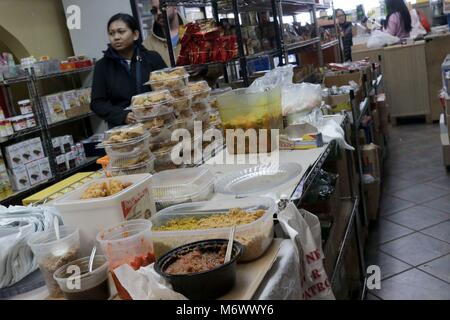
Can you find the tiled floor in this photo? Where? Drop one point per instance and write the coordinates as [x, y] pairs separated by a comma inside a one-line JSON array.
[[411, 242]]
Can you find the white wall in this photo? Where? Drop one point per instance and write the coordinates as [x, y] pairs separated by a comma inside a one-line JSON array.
[[92, 39]]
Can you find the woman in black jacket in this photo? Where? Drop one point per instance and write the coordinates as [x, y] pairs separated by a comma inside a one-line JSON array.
[[121, 73], [346, 33]]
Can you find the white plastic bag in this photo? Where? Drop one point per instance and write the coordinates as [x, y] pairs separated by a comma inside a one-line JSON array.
[[304, 230], [279, 76], [301, 97], [145, 284], [380, 39]]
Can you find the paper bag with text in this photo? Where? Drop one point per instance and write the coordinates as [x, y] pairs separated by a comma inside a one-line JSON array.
[[304, 230]]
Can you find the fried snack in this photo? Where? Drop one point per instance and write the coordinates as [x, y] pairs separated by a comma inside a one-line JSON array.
[[150, 99], [233, 217], [104, 189], [125, 134]]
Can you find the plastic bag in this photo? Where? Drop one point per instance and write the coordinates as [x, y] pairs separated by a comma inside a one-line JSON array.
[[304, 230], [280, 76], [145, 284], [302, 97], [380, 39]]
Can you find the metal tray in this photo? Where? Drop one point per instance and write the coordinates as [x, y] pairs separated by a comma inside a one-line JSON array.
[[258, 179]]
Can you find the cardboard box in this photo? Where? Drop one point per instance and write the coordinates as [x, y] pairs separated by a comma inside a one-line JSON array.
[[34, 173], [13, 156], [54, 108], [371, 160], [342, 102], [37, 150], [25, 149], [383, 113], [44, 168], [372, 196], [19, 178]]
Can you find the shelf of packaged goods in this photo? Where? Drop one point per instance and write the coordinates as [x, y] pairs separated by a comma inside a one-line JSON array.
[[18, 195], [70, 120], [11, 81], [302, 44], [65, 73], [89, 161], [20, 134], [329, 44]]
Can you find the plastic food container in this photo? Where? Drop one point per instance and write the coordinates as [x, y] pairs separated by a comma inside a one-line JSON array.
[[243, 109], [25, 106], [94, 215], [200, 91], [92, 285], [256, 237], [19, 123], [31, 121], [178, 186], [161, 137], [163, 159], [127, 243], [51, 253], [211, 284], [151, 104], [169, 78], [140, 168], [201, 106], [159, 121], [183, 101], [127, 150]]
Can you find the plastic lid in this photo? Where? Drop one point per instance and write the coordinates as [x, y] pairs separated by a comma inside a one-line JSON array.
[[199, 87], [151, 98], [134, 131], [181, 183]]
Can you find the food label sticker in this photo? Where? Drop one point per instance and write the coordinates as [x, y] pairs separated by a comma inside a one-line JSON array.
[[137, 207]]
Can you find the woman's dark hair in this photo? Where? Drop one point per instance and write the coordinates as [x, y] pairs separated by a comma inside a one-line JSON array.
[[394, 6], [127, 19], [341, 10]]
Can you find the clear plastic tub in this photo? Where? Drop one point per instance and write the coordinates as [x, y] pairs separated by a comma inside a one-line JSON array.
[[147, 166], [256, 236], [163, 159], [92, 285], [160, 121], [151, 104], [201, 106], [241, 109], [200, 91], [182, 102], [182, 185], [184, 114], [170, 79], [51, 253], [127, 243]]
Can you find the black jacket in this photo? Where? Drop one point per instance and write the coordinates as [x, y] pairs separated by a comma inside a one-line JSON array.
[[115, 83], [347, 40]]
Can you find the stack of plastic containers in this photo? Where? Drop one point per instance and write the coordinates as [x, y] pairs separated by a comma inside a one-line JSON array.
[[128, 149], [174, 81]]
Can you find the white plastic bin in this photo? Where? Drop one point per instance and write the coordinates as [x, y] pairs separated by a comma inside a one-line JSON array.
[[92, 216]]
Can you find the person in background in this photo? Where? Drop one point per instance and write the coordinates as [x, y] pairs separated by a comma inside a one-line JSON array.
[[156, 40], [398, 20], [121, 73], [346, 33]]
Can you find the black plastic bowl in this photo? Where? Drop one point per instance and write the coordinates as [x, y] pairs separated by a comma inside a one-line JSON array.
[[206, 285]]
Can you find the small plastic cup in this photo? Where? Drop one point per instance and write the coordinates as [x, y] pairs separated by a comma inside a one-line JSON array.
[[127, 243], [51, 254], [77, 283]]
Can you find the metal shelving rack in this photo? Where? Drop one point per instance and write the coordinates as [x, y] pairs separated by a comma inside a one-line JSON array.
[[43, 128], [278, 9]]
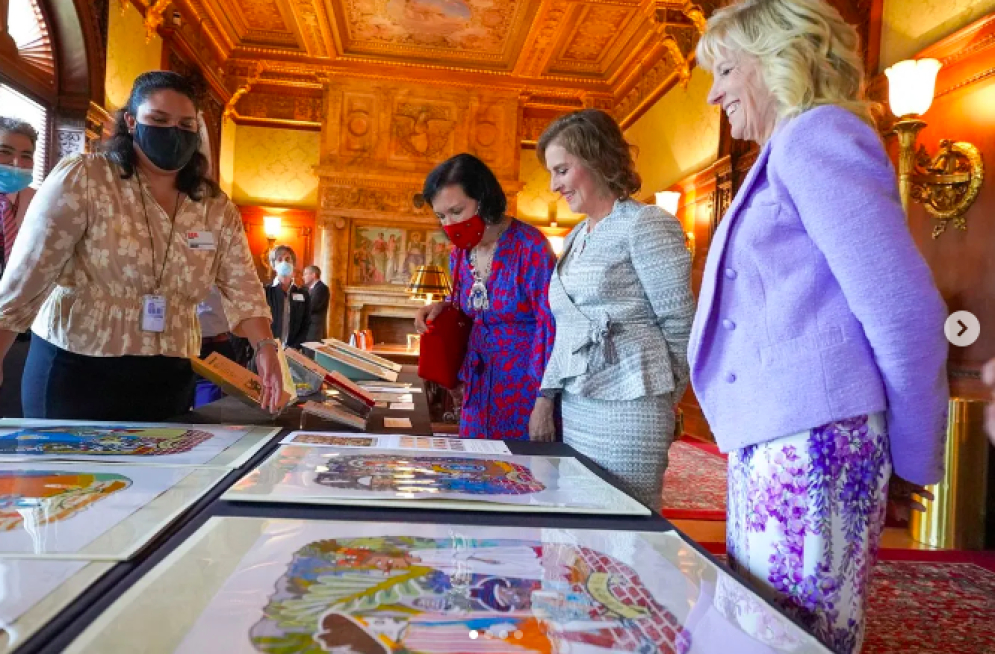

########################################

### Description of the task:
Rewrite the lines from the one containing "Can you find the food" through the one containing "[[394, 6], [127, 19], [341, 10]]", requests included. Scale every [x, y] point coordinate in the answers by 1.1 and round to whole numbers, with halves going up. Leave the requests and their format samples unchanged.

### Task output:
Can you find the food label sticker in this photo? Where? Drop one point per instance and write the coordinates as [x, y] pairs separated by a comma inside a one-line JSON array.
[[151, 228]]
Can you find the woman's dark hair in this photo? Where? Drop one point per instance and write the coordinates as [x, y] pairs separated by a comma inside a one-line JSON array.
[[433, 7], [140, 21], [375, 11]]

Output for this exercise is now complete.